ENTRIES
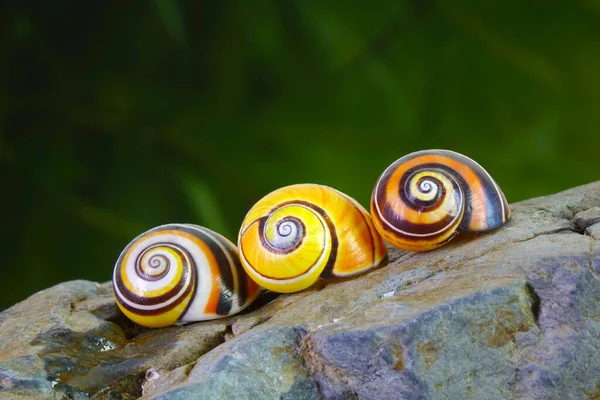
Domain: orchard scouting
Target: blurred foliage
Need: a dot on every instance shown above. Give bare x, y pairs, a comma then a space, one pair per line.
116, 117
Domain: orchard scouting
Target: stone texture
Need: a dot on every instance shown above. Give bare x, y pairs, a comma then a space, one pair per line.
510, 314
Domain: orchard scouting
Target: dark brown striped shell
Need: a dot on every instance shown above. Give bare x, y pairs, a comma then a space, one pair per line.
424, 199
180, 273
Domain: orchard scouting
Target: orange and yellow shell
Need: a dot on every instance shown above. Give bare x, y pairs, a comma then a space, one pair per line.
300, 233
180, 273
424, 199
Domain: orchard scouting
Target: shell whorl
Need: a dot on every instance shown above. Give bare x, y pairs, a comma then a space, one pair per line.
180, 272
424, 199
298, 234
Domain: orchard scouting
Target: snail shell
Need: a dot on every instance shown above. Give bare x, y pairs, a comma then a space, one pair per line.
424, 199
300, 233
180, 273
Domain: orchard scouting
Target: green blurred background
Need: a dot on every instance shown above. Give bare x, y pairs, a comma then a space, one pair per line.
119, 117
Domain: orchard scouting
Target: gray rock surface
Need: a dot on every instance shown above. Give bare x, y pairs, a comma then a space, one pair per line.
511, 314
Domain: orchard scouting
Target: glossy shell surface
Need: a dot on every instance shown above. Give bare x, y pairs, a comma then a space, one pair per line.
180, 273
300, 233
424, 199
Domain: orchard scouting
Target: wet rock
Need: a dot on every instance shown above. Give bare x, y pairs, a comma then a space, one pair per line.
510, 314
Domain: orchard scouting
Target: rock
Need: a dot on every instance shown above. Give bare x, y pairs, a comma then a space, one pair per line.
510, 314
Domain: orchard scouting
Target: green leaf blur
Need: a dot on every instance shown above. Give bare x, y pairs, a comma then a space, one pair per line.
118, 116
* * *
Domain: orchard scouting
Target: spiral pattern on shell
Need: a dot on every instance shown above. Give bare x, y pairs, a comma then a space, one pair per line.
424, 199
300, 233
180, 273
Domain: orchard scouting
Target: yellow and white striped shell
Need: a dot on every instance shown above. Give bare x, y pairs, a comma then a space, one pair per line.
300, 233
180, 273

AIM
Which lines in the entries above contain the word "shell"? Show each of them in full.

THE COMPLETED TASK
Target: dark brown striped shell
Target: orange and yellow shell
Target: shell whorl
Target: snail shell
Target: glossy shell surface
Target: spiral pattern on shell
Target: yellow and white striped shell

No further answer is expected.